Referring expression pointing data
——

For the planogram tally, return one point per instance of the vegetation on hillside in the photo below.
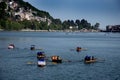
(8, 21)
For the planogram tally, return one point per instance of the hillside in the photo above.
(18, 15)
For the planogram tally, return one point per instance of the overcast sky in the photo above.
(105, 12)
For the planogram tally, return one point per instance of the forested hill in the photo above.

——

Instructions to follow: In the reply, each line of the data must appear exactly as written, and no picture may appear.

Exercise output:
For the planogram tally, return one point per instance of the vegetation on hillside in the photo below.
(8, 21)
For the planogram tally, return one point per instance of the hillside in the photo above.
(18, 15)
For the planogram tally, return one point per instance of the overcast sky in the photo above.
(105, 12)
For the planogram tally, return one point per instance of the forested hill in the photo above.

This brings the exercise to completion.